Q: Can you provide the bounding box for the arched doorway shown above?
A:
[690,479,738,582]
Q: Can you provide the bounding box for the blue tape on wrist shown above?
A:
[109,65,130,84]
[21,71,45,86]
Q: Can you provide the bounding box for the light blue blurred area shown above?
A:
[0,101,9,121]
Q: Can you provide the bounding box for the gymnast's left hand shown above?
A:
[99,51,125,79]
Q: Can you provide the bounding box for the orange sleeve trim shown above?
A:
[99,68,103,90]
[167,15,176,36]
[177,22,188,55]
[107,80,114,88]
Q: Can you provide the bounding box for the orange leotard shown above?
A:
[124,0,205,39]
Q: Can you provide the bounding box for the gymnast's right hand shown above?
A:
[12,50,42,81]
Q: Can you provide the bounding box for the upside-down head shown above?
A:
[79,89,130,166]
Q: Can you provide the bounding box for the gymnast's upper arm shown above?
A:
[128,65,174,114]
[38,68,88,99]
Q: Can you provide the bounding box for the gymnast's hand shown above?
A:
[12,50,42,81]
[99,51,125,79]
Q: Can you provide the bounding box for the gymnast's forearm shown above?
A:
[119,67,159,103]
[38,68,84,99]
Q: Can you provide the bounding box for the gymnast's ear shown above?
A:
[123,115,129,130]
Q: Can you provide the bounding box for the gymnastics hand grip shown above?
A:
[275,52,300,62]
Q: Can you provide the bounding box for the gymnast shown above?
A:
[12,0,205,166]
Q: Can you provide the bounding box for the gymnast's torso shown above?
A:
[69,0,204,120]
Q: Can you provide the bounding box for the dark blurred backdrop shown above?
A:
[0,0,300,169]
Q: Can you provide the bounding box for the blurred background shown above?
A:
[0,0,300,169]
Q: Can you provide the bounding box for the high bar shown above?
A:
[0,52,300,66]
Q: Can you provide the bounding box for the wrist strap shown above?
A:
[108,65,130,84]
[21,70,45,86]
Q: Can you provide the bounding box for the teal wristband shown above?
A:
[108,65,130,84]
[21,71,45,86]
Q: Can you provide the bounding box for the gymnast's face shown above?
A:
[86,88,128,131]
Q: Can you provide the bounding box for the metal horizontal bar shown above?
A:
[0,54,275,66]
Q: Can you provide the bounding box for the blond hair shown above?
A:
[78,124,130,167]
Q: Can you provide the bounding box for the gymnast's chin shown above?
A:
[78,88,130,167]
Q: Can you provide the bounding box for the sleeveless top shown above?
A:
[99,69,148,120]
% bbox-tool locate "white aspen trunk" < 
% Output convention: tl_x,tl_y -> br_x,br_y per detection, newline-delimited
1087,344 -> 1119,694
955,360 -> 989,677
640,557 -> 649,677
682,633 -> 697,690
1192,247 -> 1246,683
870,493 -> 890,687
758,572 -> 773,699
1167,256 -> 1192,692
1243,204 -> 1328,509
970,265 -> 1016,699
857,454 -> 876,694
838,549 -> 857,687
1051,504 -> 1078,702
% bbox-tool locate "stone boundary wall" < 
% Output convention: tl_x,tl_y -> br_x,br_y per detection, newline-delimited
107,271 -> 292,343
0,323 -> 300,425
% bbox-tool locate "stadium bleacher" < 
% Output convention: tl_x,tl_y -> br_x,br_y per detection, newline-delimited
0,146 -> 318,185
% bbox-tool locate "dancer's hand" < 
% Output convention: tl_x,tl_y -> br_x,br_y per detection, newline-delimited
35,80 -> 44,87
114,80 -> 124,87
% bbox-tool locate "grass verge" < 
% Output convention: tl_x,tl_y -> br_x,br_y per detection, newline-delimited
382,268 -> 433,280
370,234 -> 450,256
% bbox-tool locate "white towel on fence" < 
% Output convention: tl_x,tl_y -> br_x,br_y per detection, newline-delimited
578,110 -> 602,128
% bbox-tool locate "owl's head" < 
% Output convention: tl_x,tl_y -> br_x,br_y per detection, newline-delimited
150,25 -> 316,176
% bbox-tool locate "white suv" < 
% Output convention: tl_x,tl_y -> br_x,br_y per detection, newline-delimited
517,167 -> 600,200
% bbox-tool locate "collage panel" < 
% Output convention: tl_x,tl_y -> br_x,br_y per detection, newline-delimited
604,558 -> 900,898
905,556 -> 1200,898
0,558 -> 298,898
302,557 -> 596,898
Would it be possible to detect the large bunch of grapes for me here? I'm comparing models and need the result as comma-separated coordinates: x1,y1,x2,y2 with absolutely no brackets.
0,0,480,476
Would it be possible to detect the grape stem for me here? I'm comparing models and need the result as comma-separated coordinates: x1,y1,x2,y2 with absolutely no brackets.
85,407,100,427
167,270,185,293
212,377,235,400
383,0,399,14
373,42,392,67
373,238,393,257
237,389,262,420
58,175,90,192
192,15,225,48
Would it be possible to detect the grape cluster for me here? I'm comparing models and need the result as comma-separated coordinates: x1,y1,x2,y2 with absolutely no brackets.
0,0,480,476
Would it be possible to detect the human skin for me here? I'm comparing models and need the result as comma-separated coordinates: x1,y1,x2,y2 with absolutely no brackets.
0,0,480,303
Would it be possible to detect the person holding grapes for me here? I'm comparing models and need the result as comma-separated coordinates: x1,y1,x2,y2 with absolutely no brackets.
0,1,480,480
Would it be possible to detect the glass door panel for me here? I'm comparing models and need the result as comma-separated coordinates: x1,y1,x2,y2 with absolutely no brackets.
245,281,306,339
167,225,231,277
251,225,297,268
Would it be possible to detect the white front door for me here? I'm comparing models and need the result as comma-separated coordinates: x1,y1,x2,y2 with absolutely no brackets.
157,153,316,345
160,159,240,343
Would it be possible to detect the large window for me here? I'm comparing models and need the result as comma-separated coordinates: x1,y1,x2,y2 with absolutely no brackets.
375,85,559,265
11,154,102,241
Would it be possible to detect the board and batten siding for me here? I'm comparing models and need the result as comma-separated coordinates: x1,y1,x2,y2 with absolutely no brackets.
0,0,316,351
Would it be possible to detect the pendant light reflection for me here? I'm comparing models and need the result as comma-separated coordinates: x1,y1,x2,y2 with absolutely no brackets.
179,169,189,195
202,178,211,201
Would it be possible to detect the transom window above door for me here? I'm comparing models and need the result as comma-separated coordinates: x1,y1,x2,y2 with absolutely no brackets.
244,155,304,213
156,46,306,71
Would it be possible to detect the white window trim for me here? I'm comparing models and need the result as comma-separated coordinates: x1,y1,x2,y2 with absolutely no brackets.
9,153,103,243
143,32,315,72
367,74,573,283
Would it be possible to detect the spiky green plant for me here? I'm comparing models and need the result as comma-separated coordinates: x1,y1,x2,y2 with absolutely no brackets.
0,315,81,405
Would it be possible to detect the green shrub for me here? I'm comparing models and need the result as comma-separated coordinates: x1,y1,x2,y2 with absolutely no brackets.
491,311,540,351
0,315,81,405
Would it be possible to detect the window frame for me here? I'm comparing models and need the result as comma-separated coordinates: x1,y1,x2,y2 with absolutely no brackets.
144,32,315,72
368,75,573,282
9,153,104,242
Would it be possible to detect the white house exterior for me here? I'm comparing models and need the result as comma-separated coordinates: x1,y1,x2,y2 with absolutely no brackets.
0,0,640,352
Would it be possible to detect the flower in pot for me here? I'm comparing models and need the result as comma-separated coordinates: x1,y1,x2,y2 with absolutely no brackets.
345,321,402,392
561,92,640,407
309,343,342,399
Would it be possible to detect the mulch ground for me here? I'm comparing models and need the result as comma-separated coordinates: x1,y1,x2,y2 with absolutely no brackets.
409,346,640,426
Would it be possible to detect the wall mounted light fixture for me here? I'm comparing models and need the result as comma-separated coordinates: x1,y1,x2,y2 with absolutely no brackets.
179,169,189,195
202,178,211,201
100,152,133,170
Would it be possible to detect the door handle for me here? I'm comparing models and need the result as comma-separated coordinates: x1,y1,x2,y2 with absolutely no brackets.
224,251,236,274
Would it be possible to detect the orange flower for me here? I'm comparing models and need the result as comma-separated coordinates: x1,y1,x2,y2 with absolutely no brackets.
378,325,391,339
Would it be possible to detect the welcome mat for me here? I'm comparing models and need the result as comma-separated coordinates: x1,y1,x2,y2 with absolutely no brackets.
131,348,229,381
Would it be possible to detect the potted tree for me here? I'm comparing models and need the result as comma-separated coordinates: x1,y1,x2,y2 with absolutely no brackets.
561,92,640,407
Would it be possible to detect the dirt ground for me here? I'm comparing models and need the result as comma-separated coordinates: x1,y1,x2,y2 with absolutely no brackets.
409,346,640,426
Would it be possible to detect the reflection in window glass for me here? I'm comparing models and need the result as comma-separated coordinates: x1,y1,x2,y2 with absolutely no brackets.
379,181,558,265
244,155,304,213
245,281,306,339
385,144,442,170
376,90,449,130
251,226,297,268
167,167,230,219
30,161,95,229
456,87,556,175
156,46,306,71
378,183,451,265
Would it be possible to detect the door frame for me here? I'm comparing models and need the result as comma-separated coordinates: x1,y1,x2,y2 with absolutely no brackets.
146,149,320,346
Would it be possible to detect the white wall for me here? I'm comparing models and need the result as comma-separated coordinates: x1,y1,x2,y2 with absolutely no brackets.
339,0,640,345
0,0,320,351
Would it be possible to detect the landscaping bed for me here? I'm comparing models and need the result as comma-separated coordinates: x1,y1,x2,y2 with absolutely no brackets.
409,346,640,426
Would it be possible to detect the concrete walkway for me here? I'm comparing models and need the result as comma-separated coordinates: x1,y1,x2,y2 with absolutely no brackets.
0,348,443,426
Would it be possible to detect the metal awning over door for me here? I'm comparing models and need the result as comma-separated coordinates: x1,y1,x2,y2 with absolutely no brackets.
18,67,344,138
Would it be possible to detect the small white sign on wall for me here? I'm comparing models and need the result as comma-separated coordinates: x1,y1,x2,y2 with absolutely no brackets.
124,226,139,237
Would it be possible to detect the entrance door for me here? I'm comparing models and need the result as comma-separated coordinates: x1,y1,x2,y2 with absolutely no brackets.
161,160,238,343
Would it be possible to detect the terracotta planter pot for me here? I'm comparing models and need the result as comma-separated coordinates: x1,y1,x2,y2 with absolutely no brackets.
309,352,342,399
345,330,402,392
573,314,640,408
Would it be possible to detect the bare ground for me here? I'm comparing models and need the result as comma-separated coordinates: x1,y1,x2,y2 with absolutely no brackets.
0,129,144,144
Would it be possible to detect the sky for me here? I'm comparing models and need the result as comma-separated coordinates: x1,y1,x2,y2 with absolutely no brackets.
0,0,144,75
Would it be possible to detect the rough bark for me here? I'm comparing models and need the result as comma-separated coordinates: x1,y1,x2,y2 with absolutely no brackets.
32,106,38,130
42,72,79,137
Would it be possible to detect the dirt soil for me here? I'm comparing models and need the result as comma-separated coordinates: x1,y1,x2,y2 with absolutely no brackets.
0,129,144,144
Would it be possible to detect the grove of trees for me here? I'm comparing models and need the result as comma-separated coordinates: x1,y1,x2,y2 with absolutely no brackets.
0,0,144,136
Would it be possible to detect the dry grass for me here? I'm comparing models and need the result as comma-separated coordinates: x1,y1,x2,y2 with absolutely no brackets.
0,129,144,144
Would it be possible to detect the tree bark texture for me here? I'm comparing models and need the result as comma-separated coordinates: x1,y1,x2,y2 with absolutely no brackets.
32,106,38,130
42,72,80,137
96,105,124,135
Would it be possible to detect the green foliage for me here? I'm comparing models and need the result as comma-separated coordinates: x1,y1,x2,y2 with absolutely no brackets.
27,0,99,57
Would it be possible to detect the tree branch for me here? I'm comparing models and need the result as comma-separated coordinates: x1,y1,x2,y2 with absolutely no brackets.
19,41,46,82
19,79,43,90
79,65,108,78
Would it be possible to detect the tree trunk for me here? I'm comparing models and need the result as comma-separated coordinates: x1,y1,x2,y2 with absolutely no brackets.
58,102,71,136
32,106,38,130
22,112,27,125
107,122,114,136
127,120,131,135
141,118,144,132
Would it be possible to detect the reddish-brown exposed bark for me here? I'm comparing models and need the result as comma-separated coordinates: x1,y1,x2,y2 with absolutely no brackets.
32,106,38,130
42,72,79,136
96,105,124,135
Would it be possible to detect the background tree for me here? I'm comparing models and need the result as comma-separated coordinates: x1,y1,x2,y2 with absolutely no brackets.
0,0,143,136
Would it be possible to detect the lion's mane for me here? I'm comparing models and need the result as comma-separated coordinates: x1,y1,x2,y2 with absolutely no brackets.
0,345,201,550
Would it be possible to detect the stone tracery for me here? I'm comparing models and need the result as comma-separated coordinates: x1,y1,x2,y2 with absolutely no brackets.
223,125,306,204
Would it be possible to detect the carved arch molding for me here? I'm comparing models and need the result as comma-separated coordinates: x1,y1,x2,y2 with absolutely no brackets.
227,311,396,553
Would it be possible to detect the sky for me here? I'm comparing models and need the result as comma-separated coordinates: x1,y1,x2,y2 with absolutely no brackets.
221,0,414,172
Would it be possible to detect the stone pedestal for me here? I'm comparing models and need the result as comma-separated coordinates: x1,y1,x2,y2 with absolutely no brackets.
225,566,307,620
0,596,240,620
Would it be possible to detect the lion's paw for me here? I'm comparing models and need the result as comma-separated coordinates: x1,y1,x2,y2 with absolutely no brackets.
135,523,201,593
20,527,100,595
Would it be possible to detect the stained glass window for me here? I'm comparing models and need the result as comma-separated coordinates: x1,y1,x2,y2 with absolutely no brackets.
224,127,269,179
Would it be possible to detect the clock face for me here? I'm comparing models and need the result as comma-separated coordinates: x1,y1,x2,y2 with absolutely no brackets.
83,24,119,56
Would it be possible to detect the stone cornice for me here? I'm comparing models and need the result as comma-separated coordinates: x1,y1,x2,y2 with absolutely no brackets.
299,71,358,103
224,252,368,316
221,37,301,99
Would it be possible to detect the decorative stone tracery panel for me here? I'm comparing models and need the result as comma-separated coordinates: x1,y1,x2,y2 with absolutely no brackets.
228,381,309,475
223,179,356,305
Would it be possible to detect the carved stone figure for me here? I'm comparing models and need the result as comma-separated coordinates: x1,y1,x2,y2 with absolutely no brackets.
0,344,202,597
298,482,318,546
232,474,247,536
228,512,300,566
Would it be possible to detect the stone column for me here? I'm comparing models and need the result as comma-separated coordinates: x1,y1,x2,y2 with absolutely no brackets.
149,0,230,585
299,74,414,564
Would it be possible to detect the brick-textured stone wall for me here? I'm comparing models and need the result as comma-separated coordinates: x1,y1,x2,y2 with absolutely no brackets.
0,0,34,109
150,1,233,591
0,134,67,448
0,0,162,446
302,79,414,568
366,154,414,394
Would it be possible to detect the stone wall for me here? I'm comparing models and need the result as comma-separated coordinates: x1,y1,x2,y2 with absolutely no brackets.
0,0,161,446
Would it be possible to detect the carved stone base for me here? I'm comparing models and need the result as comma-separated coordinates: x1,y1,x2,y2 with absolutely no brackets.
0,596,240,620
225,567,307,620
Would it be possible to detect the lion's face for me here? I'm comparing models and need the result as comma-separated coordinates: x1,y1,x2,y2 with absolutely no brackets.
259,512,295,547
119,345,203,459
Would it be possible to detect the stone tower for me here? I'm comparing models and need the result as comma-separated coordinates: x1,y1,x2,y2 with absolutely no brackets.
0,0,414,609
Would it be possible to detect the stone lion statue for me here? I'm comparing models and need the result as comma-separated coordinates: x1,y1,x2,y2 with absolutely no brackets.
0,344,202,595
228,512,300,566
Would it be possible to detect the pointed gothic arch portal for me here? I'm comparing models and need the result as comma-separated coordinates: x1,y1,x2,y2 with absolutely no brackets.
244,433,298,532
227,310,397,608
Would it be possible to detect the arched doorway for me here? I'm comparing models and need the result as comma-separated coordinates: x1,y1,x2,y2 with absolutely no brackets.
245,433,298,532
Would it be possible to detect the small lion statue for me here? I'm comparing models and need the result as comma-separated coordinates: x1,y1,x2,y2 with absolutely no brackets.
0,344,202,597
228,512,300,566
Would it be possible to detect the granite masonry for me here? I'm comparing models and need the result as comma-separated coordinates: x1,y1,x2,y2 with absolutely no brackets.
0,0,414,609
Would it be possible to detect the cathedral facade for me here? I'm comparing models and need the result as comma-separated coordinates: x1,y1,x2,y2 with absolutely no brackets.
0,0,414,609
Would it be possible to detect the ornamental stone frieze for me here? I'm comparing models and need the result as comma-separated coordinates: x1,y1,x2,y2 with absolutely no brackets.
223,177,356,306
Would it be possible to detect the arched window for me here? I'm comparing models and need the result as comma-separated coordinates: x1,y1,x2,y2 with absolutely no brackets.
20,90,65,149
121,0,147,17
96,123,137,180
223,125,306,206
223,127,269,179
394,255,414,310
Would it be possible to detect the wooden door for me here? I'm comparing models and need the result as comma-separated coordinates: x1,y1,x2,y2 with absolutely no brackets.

§ **Work required**: Give the entries starting at the line containing "Would it be possible to detect the large bunch" and ending at the line containing "0,0,316,351" as a Markdown table with the columns Row and Line. Put one line per row with its running number, and leave out blank lines.

§ **Exercise response**:
| Row | Line |
|---|---|
| 1 | Would it be possible to detect the large bunch of grapes for me here? I'm comparing models and need the result as comma-separated coordinates: x1,y1,x2,y2 with absolutely no brackets. |
| 2 | 0,0,480,476 |
| 3 | Would it be possible to detect the grape stem for me here? I'm comparing models and need the result as comma-separated coordinates: x1,y1,x2,y2 with absolutely no brackets. |
| 4 | 85,407,100,427 |
| 5 | 167,270,185,293 |
| 6 | 212,377,235,400 |
| 7 | 383,0,399,14 |
| 8 | 373,42,392,67 |
| 9 | 373,238,393,257 |
| 10 | 237,389,262,420 |
| 11 | 58,175,90,192 |
| 12 | 192,15,225,48 |
| 13 | Would it be possible to detect the grape cluster for me here? I'm comparing models and need the result as comma-separated coordinates: x1,y1,x2,y2 with absolutely no brackets. |
| 14 | 0,0,480,476 |
| 15 | Would it be possible to detect the human skin for me here? I'm comparing models and need the result as comma-separated coordinates: x1,y1,x2,y2 with absolutely no brackets. |
| 16 | 0,0,480,303 |
| 17 | Would it be possible to detect the person holding grapes for me here? I'm comparing models and need the result as comma-separated coordinates: x1,y1,x2,y2 with absolutely no brackets. |
| 18 | 0,1,480,480 |
| 19 | Would it be possible to detect the glass door panel for me here? I'm comparing models and need the result as comma-separated coordinates: x1,y1,x2,y2 with absolutely no brackets. |
| 20 | 245,281,306,339 |
| 21 | 167,225,231,277 |
| 22 | 251,225,297,268 |
| 23 | Would it be possible to detect the white front door for me here? I'm comparing models and need the result as comma-separated coordinates: x1,y1,x2,y2 with absolutely no brackets. |
| 24 | 157,153,316,345 |
| 25 | 160,159,240,343 |
| 26 | Would it be possible to detect the large window for me here? I'm comparing models and need the result as comma-separated coordinates: x1,y1,x2,y2 with absolutely no brackets. |
| 27 | 375,85,559,265 |
| 28 | 11,154,102,241 |
| 29 | Would it be possible to detect the board and batten siding for me here? I'm comparing models and need the result as comma-separated coordinates: x1,y1,x2,y2 with absolutely no brackets. |
| 30 | 0,0,316,351 |